Print the records below exactly as they appear.

* BEGIN *

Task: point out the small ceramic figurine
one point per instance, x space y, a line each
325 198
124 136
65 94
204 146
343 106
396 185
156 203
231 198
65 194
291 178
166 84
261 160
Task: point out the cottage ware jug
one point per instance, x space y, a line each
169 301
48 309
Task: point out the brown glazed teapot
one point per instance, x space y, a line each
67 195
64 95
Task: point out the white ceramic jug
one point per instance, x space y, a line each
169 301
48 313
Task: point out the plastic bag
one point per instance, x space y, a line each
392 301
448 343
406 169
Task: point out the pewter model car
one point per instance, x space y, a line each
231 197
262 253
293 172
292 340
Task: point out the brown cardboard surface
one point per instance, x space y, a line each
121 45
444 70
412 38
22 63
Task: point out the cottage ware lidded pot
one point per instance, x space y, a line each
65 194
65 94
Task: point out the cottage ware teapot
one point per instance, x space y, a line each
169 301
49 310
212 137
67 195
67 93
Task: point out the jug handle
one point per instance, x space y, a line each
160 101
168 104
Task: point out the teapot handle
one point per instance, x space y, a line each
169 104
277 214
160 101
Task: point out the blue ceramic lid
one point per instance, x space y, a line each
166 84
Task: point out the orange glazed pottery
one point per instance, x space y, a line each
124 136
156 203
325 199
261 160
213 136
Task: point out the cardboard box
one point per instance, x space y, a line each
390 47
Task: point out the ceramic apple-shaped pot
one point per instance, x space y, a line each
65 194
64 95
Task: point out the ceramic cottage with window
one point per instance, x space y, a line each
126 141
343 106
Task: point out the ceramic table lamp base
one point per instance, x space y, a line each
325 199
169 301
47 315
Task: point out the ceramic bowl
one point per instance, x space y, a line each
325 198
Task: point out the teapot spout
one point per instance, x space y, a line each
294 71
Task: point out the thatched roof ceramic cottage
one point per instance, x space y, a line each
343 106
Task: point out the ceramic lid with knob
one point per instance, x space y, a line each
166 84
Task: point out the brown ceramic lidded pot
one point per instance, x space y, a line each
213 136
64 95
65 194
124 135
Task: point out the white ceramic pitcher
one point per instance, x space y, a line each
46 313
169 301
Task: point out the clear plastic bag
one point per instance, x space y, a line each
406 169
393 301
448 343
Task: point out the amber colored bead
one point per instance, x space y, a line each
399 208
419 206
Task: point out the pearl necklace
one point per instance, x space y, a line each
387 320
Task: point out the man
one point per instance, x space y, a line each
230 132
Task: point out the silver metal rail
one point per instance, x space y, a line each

* END *

__Reply__:
Task: point out the small ceramic figurine
one point per instance, x space y, a line each
325 198
124 136
65 94
204 146
343 106
396 185
156 203
231 198
65 194
291 178
166 84
261 160
Task: point out the cottage ware jug
one point per instance, x space y, a line each
169 301
48 309
Task: point out the brown glazed teapot
one point per instance, x space y, a line each
67 195
64 95
Task: point out the white ceramic jug
one point per instance, x space y, a line each
169 301
48 313
Task: point out the plastic bag
one point per instance, x space y, a line each
392 301
448 343
406 169
Task: point out the pewter model car
one point per instance, x space y, a line each
231 197
262 253
293 172
292 340
Task: point out the brown cardboard surface
one point per instance, x space y, a line each
121 45
444 70
412 38
22 63
Task: point out the cottage ware lidded pot
one point per instance, x space y, a line each
65 194
65 94
Task: point out the cottage ware teapot
one point per instance, x space y, a line each
169 301
49 310
212 137
67 195
67 93
Task: point out the jug handle
one point per instance, x space y, a line each
160 101
168 104
Task: point out the teapot handle
one point per instance, x space y, a line each
169 104
277 214
160 101
Task: point out the blue ceramic lid
one point per instance, x space y, a line each
166 84
Task: point out the orange glazed pottery
one point per instance, x space y, a line each
124 136
156 203
325 199
261 160
213 136
Task: point out the cardboard box
one point per instance, x space y, a line each
390 47
Task: point out the ceramic apple-shaped pot
one point per instance, x space y, a line each
65 194
64 95
Task: point out the ceramic cottage with window
one point per instance, x space y, a line each
126 141
343 106
Task: point out the ceramic table lamp base
one point per instance, x space y, a line each
325 199
169 301
47 315
Task: point out the ceramic bowl
one point per instance, x space y, a line each
325 198
Task: point out the teapot spout
one point per instance, x space y, a line each
294 71
Task: point out the thatched roof ceramic cottage
one point per instance, x space y, a line each
343 106
Task: point out the ceramic lid with knob
one point per instance, x space y, a line each
166 84
Task: point out the brown ceramic lidded pot
one point per instance, x space y, a line each
213 136
64 95
65 194
124 135
Task: point out the white ceramic pitcher
one point per instance, x space y, a line each
46 313
169 301
Task: point out the clear plastic bag
one point per instance, x space y, a line each
406 169
393 301
448 343
Task: point out the amber colored bead
one point per instance, x space y, a line each
399 208
419 206
Task: point out the pearl necklace
one point per instance, x space y, a line each
387 320
Task: point out the man
one point per instance, x space y, a line each
230 132
Task: point out the silver metal rail
one point per instance, x space y, a line each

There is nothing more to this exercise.